▶ _Records provided_
☆ ☆ ☆ ☆
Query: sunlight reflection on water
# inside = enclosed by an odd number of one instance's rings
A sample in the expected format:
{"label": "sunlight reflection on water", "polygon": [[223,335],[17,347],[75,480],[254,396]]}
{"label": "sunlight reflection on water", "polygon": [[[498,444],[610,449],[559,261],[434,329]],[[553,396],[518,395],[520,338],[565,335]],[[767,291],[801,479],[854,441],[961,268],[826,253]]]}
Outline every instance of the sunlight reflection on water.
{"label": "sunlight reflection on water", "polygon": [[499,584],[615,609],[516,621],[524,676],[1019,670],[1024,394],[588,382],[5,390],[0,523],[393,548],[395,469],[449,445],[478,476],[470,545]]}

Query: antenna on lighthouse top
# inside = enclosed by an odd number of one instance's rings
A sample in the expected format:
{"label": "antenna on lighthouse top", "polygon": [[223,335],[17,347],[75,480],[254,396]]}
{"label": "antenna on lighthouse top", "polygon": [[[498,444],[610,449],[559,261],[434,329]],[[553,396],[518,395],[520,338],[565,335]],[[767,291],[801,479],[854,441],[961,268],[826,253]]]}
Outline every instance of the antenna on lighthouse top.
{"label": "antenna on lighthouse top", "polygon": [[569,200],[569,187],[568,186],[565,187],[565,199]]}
☆ ☆ ☆ ☆
Your answer should be exactly the lines of the material above, starting at the one that holds "Outline every instance of the antenna" and ending with the last.

▶ _Response for this exercise_
Outline every instance of the antenna on lighthouse top.
{"label": "antenna on lighthouse top", "polygon": [[569,200],[569,187],[568,186],[565,187],[565,199]]}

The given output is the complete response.